Items from a dataset:
········

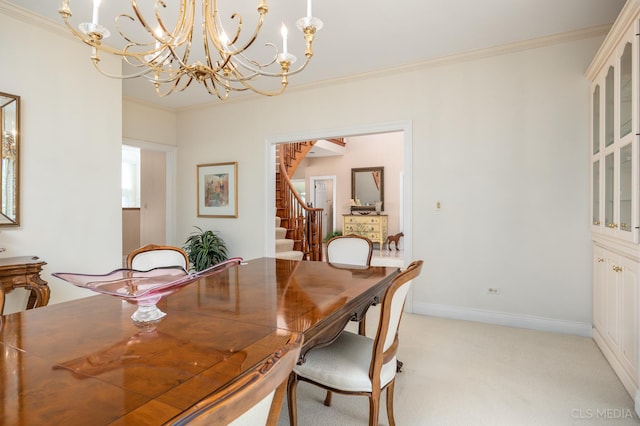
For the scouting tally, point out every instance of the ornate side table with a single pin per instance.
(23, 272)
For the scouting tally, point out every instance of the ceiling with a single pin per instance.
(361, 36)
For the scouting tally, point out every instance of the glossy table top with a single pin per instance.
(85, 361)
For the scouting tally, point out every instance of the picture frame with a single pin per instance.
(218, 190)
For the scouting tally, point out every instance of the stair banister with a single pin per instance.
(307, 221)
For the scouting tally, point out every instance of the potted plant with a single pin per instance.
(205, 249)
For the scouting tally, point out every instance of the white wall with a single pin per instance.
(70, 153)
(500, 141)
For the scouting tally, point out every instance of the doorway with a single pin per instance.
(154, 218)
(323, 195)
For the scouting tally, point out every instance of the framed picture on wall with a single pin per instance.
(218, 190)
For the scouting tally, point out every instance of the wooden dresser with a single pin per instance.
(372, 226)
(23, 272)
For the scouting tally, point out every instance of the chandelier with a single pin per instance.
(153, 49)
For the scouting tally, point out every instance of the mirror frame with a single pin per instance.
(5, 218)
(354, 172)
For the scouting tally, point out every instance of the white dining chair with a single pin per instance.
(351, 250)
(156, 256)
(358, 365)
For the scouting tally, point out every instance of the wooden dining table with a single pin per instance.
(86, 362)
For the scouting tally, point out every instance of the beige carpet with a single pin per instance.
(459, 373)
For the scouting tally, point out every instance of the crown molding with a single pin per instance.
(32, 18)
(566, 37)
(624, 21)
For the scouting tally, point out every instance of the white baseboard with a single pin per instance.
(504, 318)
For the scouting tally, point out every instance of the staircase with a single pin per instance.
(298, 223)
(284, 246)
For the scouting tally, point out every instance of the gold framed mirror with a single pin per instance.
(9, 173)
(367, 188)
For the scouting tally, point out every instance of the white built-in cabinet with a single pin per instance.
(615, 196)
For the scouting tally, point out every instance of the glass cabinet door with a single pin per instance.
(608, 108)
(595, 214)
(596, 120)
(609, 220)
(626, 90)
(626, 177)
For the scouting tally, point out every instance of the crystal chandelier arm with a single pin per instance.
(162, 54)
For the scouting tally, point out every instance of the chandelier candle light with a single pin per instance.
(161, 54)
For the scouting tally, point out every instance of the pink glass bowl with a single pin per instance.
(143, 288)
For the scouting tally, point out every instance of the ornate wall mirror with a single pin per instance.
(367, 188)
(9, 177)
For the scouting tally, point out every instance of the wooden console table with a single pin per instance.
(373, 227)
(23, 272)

········

**GOAL**: Reproduce the whole listing exactly, but not the images in it.

**EXERCISE SOLUTION**:
For the scouting tally, point out every instance of the ornate side table with a single pin per instance.
(23, 272)
For the scouting tally, point out every instance of the ceiling with a single pin per instance.
(361, 36)
For the scouting tally, point out every instance of the glossy table top with a single pin per instance.
(85, 361)
For the scouting tally, point out every instance of the picture frame with a single pin per instance.
(218, 190)
For the scouting tally, point out every instance of the stair banister with a single pin per instance.
(307, 221)
For the scouting tally, point out every instance of the potted plant with a single pin per instance.
(205, 249)
For the scouting tally, point out every instance of the white wall with a single pin per instance.
(70, 153)
(500, 141)
For the scouting tally, point out every instance of the doorway with a single pin per instance.
(154, 218)
(323, 195)
For the scouting tally, point out every instance of the framed picture on wall with a single pin per instance.
(218, 190)
For the scouting tally, point out every instance of the wooden dresser with a single pin per instance.
(372, 226)
(23, 272)
For the scouting tally, point out every instance of the chandelier with a single pin per instance.
(153, 49)
For the scouting tally, point out every instance of the mirror frame with a single pin per instance.
(5, 218)
(354, 172)
For the scouting tally, point out every instance of the white dining chair with a single pin per instance.
(351, 250)
(156, 256)
(358, 365)
For the scouting tally, point out every instance of the wooden dining table with a single pin per instance.
(86, 362)
For the scouting tally, point out every instance of the beige carpet with a single pin per instance.
(459, 373)
For the scouting tally, point out every instance of the crown molding with a single pin per instance.
(32, 18)
(566, 37)
(624, 21)
For the scouting tally, point out every instance of the white baseboard with a single pin per instance.
(504, 318)
For the scouting tally, point out every instance of the staircase with a single pin per instance.
(298, 223)
(284, 246)
For the scouting tally, point out every instance of the gold framed mirror with a single pin per instance.
(9, 173)
(367, 188)
For the scouting tally, point out every instance of the white built-in cabinet with a single pin per instance.
(615, 196)
For the scouting tally, point out every instance of the glass cabinet door with a single pin per instance.
(608, 108)
(595, 214)
(596, 120)
(609, 220)
(626, 90)
(626, 177)
For the scouting tally, point out every instance of the crystal chandelier arm with a single pin per instance.
(162, 54)
For the scouting tally, point out every instance of the chandelier candle light with a single pin per instance.
(161, 54)
For the scouting tally, point out every instance of the pink glass bowl with a single pin per instance.
(143, 288)
For the scouting tally, point out every instance of the ornate wall mirror with a single pin per instance.
(367, 188)
(9, 177)
For the scouting tally, point out every instance of the wooden console table with a single pin per instance.
(373, 227)
(23, 272)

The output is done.